■ Action item: For every line that contains the string "bike", pull that line out of the material below.

■ The data:
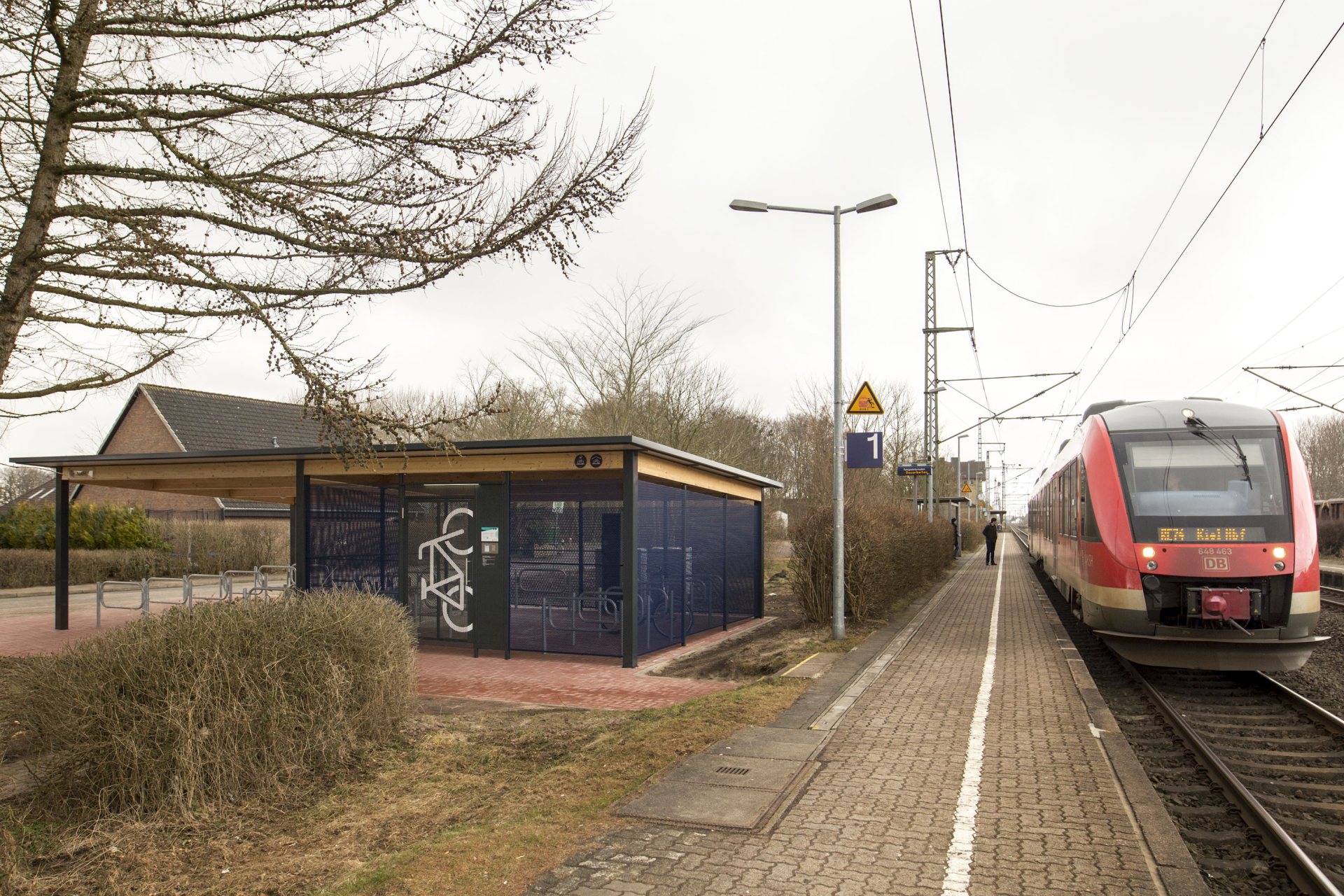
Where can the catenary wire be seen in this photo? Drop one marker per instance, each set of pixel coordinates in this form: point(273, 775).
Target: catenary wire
point(1217, 203)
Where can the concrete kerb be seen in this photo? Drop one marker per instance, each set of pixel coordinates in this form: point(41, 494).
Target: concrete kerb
point(1174, 867)
point(749, 780)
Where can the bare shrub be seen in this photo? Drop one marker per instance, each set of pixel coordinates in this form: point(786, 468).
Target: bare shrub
point(889, 552)
point(202, 707)
point(1329, 536)
point(214, 546)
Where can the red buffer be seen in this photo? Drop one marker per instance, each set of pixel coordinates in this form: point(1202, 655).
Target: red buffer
point(1183, 533)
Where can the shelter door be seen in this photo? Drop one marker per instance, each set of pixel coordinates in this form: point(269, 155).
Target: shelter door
point(441, 566)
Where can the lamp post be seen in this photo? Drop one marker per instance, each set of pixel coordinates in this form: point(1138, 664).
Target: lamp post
point(885, 200)
point(958, 496)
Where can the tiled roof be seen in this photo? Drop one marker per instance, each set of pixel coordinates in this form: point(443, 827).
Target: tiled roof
point(211, 422)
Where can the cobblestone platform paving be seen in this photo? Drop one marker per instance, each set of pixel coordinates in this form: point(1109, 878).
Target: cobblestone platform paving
point(879, 814)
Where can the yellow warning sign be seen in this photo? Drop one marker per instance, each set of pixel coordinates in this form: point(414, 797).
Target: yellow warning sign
point(864, 402)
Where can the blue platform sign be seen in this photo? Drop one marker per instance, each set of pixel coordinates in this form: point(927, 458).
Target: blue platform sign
point(862, 450)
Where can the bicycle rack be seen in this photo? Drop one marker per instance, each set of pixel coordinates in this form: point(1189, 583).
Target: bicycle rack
point(265, 582)
point(101, 601)
point(217, 582)
point(185, 601)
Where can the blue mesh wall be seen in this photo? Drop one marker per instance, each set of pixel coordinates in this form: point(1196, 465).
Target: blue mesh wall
point(699, 561)
point(743, 558)
point(353, 538)
point(664, 567)
point(565, 566)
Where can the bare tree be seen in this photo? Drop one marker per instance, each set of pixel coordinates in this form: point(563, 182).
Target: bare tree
point(1322, 441)
point(171, 169)
point(629, 365)
point(17, 481)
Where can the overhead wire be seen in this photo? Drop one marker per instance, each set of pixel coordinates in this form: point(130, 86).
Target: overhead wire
point(1034, 301)
point(1212, 209)
point(1292, 320)
point(961, 207)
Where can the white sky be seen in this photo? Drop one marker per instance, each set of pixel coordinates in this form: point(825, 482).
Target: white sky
point(1075, 125)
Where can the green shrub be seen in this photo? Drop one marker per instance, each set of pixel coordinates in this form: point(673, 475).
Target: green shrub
point(36, 568)
point(96, 527)
point(1329, 536)
point(192, 708)
point(889, 552)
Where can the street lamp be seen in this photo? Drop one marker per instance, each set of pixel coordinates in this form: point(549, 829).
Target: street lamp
point(958, 496)
point(885, 200)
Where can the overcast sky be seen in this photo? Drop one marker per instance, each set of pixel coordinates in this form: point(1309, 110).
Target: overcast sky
point(1075, 125)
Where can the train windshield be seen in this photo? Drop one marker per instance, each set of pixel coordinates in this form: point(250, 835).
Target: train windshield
point(1206, 485)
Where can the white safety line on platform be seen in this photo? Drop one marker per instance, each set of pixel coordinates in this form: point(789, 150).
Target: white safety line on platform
point(958, 875)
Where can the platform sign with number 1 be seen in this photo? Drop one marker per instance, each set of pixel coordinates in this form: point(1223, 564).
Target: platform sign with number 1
point(862, 450)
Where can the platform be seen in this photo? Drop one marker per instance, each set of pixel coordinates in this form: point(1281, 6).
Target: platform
point(962, 755)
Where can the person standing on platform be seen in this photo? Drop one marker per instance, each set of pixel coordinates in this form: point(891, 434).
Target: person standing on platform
point(991, 533)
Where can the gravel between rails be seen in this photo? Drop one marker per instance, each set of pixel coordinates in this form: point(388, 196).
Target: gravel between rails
point(1228, 855)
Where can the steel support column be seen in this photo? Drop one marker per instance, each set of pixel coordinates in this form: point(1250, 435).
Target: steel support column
point(930, 375)
point(299, 526)
point(631, 561)
point(62, 498)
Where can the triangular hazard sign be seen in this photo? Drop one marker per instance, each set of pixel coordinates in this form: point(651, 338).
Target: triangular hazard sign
point(864, 402)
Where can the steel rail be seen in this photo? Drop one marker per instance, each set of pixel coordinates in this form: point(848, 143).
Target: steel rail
point(1300, 867)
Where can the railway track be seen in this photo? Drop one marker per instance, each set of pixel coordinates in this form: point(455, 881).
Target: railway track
point(1275, 755)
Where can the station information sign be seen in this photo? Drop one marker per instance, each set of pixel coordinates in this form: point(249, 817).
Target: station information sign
point(1210, 533)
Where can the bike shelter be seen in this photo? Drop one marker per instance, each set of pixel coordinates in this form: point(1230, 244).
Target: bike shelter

■ Response to the exercise:
Where can the bike shelter be seen in this photo? Drop one marker per instance, each set of pixel coordinates in this form: point(1230, 244).
Target: bike shelter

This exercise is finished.